#### BRIEF
Exactly retype the opening line of the entries and every line after it, ending with the line that contains "Put a dot on each instance of the transom". Skip all pictures.

#### DATA TO USE
■ ■ ■ ■ ■
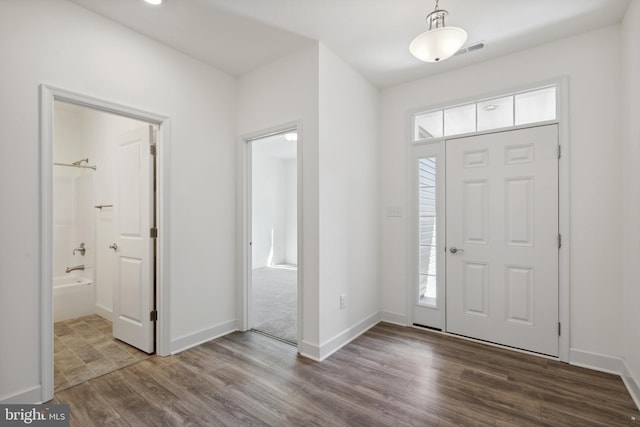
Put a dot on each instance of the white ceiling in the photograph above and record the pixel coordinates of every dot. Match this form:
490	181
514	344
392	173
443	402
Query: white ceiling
237	36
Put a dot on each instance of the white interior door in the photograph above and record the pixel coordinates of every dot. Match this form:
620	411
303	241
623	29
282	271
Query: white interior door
502	238
133	298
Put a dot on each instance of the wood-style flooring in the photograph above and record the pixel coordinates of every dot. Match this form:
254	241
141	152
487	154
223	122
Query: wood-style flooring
389	376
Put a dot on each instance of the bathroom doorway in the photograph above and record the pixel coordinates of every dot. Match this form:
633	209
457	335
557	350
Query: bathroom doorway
273	275
104	231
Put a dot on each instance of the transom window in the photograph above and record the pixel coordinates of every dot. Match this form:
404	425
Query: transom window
521	108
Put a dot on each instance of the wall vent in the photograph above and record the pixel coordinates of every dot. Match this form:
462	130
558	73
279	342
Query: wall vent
470	48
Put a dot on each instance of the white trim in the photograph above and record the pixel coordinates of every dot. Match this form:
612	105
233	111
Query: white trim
28	395
394	318
595	361
310	351
49	94
192	340
610	365
632	383
564	218
104	312
243	207
345	337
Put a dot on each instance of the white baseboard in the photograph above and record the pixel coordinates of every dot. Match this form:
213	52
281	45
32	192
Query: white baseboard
632	383
610	365
309	351
197	338
395	318
336	343
595	361
32	395
104	312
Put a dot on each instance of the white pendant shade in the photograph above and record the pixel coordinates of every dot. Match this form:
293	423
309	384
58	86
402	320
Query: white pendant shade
438	44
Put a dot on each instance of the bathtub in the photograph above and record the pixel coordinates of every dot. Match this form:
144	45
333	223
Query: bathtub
73	296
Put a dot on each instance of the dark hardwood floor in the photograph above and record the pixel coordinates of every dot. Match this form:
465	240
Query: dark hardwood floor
390	376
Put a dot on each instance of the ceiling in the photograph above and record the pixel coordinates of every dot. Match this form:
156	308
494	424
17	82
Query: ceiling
238	36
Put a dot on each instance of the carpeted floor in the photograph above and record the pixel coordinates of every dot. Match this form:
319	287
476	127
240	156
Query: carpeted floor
275	302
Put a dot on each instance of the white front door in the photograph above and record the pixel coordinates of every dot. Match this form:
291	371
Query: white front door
502	238
133	298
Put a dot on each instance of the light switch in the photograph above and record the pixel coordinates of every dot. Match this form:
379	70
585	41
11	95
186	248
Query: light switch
394	211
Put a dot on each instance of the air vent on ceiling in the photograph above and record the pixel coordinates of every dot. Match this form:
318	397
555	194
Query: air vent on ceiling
470	48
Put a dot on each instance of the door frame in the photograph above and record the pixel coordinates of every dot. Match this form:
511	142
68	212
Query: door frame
48	95
564	193
244	222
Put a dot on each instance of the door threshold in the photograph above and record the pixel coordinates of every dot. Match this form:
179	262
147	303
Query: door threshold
266	334
488	343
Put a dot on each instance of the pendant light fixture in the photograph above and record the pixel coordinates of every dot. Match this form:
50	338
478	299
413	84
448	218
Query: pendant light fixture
439	42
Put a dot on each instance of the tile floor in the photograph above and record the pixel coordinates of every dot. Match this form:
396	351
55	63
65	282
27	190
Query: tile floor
84	348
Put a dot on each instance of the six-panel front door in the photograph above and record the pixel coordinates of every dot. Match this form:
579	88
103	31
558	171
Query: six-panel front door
502	238
133	208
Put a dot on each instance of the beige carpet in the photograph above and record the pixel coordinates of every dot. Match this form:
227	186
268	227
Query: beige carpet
275	302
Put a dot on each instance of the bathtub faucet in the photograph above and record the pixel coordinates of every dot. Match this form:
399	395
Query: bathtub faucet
77	267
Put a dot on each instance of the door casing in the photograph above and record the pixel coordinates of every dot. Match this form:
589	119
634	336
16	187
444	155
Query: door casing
48	95
244	223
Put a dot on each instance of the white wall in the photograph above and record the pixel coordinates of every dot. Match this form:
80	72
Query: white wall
291	211
61	44
592	62
72	197
348	199
273	95
338	110
631	189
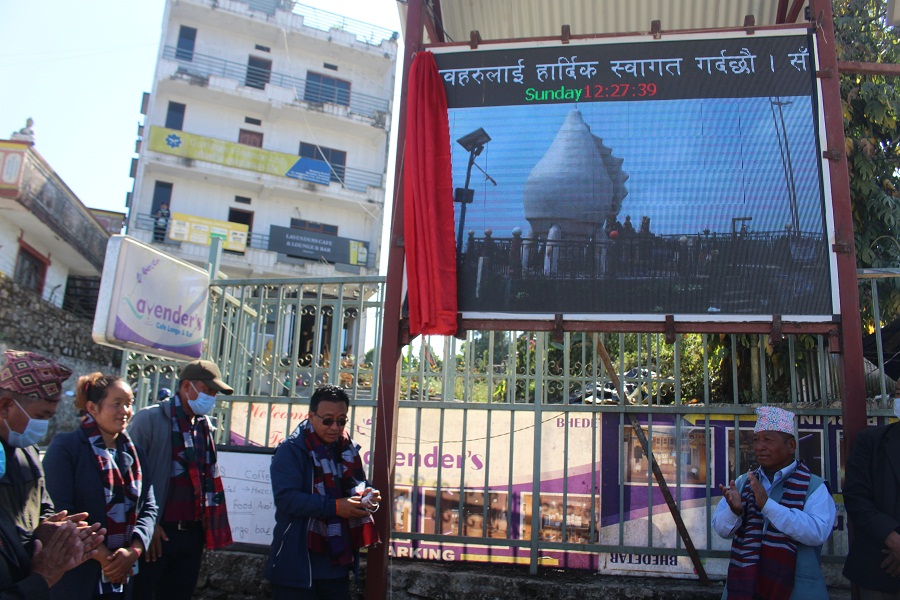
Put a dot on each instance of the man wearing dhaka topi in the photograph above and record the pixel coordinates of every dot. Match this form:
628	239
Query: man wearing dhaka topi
777	516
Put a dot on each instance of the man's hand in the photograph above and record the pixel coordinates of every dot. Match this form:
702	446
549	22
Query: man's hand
351	508
64	551
117	565
891	562
759	492
155	550
733	497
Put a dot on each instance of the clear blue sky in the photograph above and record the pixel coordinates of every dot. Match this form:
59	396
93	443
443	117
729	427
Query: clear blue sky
79	69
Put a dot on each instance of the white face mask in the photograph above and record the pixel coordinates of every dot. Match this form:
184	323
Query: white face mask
34	432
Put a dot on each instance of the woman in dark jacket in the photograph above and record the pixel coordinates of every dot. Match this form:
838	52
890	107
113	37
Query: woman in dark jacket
97	469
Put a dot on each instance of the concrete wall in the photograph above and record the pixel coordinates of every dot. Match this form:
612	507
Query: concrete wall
29	323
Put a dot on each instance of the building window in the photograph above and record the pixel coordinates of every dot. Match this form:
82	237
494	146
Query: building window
187	36
336	159
175	116
244	217
321	88
31	268
258	72
250	138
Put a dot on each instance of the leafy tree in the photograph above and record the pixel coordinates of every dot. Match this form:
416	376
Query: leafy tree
871	104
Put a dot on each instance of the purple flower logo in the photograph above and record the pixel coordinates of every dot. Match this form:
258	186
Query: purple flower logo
145	270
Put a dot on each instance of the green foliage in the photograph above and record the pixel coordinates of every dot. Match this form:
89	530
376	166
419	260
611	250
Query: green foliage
871	105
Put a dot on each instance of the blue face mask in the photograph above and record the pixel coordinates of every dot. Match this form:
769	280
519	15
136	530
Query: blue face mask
204	403
35	431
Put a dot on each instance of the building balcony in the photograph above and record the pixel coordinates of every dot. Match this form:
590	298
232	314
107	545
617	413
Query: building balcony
281	167
38	202
292	17
202	70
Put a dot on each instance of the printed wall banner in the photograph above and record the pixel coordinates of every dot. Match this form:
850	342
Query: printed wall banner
318	246
232	154
640	178
471	474
12	158
200	230
150	302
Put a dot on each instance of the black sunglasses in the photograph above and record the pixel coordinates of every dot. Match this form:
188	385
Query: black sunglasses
341	421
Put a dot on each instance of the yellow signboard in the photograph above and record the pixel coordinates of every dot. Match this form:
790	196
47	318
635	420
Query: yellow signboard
220	152
199	230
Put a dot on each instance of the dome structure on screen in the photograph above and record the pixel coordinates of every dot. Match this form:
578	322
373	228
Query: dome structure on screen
576	185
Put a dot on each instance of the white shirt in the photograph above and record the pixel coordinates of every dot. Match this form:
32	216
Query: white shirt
810	526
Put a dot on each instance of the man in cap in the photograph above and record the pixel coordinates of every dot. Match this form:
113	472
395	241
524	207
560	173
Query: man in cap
36	545
778	516
176	437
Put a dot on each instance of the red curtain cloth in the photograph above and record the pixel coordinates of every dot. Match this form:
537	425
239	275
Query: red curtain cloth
428	203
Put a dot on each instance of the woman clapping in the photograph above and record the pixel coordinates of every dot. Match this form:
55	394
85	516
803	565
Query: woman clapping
97	469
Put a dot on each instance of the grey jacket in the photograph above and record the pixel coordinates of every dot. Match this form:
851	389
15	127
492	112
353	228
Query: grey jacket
151	431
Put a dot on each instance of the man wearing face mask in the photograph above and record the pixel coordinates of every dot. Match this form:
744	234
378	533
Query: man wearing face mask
36	546
176	437
872	498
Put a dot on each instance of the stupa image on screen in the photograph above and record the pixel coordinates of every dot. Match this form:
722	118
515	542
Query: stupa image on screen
687	207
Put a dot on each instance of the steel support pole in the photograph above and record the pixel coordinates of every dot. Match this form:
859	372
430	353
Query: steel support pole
377	581
853	392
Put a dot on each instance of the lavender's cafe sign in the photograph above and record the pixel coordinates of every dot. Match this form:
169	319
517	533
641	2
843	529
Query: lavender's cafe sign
139	307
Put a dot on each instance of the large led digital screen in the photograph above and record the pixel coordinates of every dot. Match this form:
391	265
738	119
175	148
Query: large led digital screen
639	178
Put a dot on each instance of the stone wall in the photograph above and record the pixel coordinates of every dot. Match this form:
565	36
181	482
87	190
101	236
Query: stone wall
29	323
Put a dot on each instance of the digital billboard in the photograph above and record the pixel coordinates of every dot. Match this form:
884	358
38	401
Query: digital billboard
635	179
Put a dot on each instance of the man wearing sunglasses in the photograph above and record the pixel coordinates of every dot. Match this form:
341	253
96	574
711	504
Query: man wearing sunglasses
323	505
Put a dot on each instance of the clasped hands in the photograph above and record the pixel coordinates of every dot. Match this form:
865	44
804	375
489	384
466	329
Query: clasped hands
733	495
62	542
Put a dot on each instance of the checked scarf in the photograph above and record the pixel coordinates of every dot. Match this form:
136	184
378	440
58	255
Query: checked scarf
122	490
336	537
762	564
190	495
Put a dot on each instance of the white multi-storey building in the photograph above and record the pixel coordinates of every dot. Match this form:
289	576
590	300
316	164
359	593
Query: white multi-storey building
267	126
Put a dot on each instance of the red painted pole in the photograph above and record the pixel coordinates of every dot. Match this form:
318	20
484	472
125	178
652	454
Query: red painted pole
377	581
853	394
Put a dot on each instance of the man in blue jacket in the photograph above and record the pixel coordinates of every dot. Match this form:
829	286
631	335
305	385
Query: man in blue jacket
323	504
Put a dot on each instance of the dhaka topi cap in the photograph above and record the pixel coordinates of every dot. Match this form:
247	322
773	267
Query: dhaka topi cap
33	375
208	373
771	418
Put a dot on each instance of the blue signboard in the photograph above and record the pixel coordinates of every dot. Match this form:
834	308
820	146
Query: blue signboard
312	170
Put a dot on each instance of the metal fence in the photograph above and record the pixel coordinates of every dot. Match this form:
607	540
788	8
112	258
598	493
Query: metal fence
519	446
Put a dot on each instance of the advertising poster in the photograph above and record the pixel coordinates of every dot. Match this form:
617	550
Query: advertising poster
638	178
139	308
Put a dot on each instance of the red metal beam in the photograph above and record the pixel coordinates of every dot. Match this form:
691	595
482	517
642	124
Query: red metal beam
781	13
796	7
853	396
386	411
858	68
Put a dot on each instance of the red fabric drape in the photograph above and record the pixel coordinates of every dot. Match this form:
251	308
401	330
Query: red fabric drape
428	203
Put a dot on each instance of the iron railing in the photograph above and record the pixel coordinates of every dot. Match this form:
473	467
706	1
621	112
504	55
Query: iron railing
202	66
518	446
■ ■ ■ ■ ■
#### ANSWER
Put a dot on each instance of the white ceiling in the photograph above and record the pixel coordinates of every dot. Match this form:
490	181
514	344
392	173
443	402
Query: white ceiling
237	36
Put a dot on each instance of the white interior door in the photograph above and record the pixel coordinates of every dot. Match this form:
620	411
303	241
623	29
282	271
Query: white interior door
502	238
133	298
Put a dot on each instance of the wood-style flooring in the photograph above and record the pixel coordinates of every dot. Match this form:
254	241
141	152
487	154
223	122
Query: wood-style flooring
389	376
Put a dot on each instance of the bathroom doorway in the photograph above and record the pixel coordinates of every dot. Match this form:
633	209
457	335
557	350
Query: bathroom doorway
273	275
104	231
Put a dot on each instance of the transom window in the photograph above and record the pixel coordinates of every dot. Match this form:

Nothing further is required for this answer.